__Consigne__. Selon l'extrait sur le film consacré à Napoléon, combien de temps dure la version appelée « Grande Version » ?

__Extrait du texte__.
==================================================

Un sommet de l'histoire du cinéma enfin reconstitué dans sa version initiale. La première partie comporte plusieurs séquences sublimes, de l'enfance prémonitoire de Bonaparte au siège de Toulon. Des innovations techniques, comme le split screen, sont admirablement mises en valeur. Autour de l'excellent Albert Dieudonné est composé un casting de qualité avec notamment Annabella (Violine Fleuri) et Antonin Artaud (Marat). Un évènement.
L'histoire de Napoléon Bonaparte, de son enfance à l'école militaire de Brienne jusqu’à sa première campagne d’Italie.
L'Empereur Bonapart est l'un des personnages historiques les plus représentés sur les écrans, avec plus de 700 apparitions (selon l’historien et critique de cinéma Antoine de Baecque), quoi de plus normal qu’il ait eu droit à un biopic si tôt après la création du cinématographe par les frères Lumière.
Après un travail titanesque de 16 ans (et au budget colossal de 4M d’€) mené par Georges Mourier dès 2007 pour reconstruire et restaurer ce film mythique mais disparu ou plutôt charcuté en de multiples versions qui ne ressemblaient en rien à l’oeuvre d’origine (il a fallu récupérer des éléments conservés dans des archives éparpillés aux quatre coins du globe), le grand public à enfin la possibilité de découvrir l’oeuvre tel que l’avait imaginé son réalisateur près d’un siècle plus tôt (et que les spectateurs n’avait pas revu depuis sa première présentation en mai 1927) tout en respectant scrupuleusement le matériau d’origine, à savoir, sa colorimétrie, son cadre de projection et les teintes d’origines.
Au commencement, il existait 3 versions (officielle) du film, la première appelée “Opéra” d’une durée de 4h, la seconde appelée “Apollo” d’une durée de 9h30 et une troisième (qui est la version définitive) appelée “Grande Version” d’une durée de 7h. C’est sur cette dernière que la Cinémathèque française a réalisé la restauration (d’autres versions ont circulé dans le monde, notamment celle de la Metro-Goldwyn-Mayer, totalement charcutée au montage puisqu’elle ne dure plus que 2h).

==================================================

__Données extraites__.
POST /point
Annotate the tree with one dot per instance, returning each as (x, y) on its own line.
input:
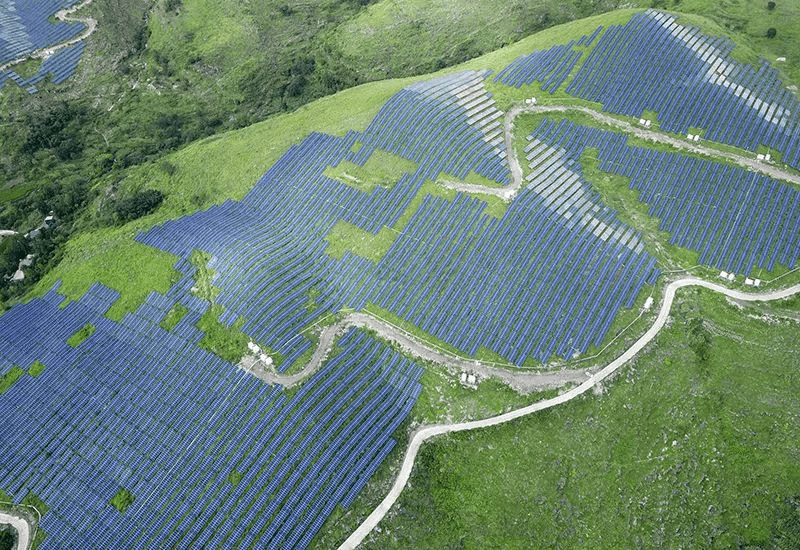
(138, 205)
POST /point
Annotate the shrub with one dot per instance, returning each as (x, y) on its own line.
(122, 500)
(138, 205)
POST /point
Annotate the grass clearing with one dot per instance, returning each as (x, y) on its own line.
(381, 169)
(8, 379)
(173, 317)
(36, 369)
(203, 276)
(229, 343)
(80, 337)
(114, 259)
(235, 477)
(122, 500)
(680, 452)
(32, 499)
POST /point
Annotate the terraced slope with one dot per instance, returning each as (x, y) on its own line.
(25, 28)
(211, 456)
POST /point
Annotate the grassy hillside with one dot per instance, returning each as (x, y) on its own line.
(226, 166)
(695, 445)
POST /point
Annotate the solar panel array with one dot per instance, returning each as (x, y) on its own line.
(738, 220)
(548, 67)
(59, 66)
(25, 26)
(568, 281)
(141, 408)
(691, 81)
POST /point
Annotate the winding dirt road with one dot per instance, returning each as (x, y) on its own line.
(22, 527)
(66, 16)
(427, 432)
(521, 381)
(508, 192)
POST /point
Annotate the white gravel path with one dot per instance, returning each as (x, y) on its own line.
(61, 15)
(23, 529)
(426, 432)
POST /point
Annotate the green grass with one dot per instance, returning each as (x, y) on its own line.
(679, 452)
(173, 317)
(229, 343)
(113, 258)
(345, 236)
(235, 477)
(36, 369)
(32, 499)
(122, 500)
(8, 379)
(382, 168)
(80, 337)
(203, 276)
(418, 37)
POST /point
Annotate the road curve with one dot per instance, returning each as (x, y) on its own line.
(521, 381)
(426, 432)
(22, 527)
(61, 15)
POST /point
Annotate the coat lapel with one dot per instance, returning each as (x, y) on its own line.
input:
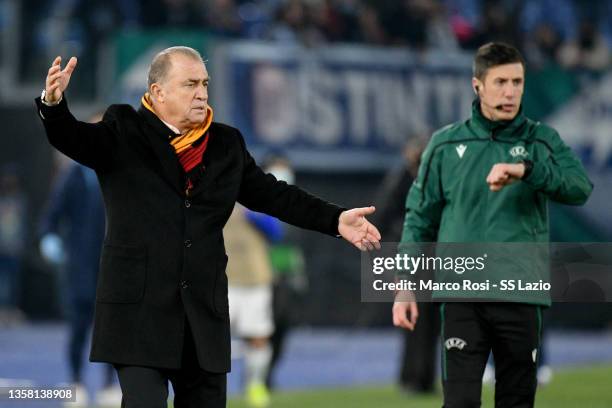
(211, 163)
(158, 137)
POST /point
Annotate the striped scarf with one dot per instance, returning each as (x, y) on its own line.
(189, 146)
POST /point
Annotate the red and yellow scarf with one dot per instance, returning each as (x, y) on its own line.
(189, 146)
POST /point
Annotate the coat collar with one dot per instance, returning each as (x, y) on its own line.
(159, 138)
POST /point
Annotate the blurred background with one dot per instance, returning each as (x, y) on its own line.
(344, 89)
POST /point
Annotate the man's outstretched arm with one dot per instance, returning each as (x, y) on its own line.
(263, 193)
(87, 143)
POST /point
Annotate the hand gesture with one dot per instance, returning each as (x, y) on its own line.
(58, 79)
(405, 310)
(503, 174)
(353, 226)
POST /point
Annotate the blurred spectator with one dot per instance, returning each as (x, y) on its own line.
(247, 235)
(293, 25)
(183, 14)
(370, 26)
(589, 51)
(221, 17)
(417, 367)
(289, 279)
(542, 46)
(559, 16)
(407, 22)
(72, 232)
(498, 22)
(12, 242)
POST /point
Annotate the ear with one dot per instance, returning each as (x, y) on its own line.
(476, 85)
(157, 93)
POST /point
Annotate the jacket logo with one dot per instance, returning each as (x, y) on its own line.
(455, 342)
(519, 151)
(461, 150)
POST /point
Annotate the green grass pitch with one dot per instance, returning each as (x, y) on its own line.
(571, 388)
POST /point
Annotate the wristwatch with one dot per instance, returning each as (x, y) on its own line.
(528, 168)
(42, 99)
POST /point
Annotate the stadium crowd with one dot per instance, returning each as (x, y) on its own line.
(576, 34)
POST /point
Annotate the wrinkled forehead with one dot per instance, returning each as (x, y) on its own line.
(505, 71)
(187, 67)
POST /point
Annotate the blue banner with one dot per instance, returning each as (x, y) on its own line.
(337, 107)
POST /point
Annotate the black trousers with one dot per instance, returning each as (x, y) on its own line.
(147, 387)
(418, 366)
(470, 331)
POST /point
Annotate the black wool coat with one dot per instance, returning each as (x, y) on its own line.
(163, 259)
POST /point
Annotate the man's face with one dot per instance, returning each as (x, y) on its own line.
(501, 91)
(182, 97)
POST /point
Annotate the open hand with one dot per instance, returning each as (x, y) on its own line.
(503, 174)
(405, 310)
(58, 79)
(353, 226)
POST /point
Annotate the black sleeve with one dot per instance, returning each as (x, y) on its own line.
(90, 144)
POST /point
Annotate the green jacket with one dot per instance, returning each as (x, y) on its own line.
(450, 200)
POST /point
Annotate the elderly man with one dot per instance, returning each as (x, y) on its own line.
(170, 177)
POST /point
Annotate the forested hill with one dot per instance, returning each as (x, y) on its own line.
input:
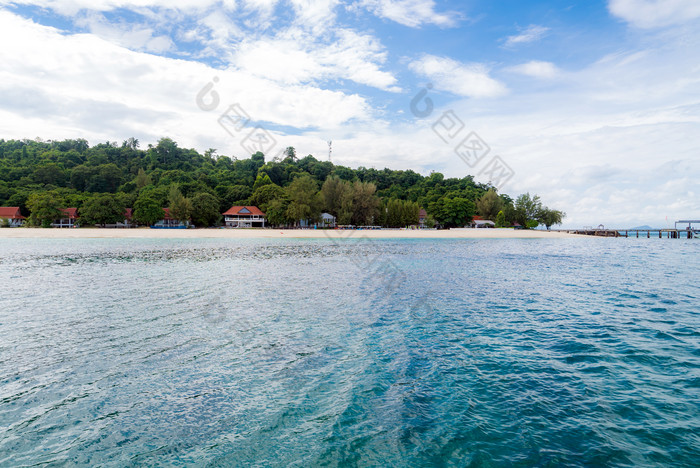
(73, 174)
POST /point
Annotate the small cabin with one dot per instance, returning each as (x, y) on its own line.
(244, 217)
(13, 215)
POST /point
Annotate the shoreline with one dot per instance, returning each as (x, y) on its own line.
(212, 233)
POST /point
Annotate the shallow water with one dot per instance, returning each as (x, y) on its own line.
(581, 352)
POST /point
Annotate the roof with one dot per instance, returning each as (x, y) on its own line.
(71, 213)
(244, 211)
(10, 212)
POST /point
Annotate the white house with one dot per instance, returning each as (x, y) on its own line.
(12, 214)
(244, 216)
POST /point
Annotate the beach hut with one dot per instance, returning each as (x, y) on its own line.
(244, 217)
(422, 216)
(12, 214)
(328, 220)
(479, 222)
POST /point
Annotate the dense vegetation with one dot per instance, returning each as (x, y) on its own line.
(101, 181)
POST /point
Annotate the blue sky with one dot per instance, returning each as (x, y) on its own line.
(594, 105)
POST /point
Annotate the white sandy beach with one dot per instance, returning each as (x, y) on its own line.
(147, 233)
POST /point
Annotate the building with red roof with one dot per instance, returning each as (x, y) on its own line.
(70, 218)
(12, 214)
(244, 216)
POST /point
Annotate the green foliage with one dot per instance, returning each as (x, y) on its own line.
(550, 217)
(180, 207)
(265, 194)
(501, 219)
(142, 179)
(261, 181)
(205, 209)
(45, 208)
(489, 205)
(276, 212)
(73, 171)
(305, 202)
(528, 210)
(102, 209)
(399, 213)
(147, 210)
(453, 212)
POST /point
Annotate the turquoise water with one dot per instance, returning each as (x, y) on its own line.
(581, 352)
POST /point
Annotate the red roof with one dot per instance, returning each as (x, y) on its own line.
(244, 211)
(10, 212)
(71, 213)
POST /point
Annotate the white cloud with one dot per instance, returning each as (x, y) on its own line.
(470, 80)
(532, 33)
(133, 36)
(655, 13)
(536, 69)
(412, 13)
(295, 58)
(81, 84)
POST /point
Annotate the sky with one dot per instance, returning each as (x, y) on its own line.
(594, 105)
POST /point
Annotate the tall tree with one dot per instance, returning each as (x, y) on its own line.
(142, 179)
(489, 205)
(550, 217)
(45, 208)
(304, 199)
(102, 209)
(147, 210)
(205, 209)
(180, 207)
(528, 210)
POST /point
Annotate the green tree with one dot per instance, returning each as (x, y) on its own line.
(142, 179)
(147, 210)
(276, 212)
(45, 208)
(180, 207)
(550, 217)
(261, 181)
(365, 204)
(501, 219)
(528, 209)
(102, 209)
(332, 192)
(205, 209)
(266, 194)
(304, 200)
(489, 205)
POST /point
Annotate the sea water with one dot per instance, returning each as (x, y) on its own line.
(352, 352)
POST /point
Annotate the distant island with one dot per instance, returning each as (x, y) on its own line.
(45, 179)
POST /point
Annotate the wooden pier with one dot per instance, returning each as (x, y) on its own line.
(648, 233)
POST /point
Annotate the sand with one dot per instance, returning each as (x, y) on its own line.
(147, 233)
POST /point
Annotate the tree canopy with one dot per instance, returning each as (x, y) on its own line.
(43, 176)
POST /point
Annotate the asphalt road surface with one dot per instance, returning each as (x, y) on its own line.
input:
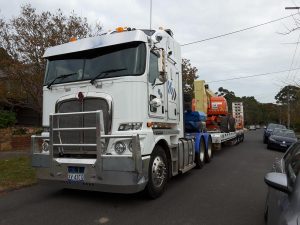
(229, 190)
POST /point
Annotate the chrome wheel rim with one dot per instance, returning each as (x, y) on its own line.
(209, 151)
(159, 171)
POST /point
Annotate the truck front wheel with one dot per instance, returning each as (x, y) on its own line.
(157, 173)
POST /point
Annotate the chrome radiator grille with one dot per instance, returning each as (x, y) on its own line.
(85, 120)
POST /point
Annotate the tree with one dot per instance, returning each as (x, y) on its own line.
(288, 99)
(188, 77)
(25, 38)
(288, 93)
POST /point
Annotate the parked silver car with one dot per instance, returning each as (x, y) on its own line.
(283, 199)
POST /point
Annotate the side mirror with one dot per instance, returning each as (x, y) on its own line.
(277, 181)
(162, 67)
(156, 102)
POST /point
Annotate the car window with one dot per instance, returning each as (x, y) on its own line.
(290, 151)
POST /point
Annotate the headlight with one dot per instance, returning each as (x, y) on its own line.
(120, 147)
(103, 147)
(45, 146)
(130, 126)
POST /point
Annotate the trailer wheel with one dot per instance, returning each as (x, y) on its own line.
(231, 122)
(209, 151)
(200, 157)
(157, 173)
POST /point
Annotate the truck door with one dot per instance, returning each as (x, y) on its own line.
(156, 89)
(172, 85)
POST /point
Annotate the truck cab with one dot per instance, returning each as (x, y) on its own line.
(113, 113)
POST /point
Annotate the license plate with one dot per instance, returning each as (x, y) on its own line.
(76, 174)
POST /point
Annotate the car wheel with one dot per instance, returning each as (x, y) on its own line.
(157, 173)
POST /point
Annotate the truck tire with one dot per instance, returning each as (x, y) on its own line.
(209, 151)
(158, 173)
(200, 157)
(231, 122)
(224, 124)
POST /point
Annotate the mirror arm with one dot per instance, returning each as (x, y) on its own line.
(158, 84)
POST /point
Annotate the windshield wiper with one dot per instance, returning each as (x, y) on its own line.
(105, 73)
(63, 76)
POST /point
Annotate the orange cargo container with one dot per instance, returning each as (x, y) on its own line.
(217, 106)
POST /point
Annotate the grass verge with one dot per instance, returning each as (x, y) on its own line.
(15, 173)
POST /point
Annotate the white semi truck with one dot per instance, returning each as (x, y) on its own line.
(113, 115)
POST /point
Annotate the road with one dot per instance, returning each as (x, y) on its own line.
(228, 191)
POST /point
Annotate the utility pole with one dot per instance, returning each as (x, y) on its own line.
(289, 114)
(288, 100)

==================================================

__Réponse__. Elle dure 7 heures.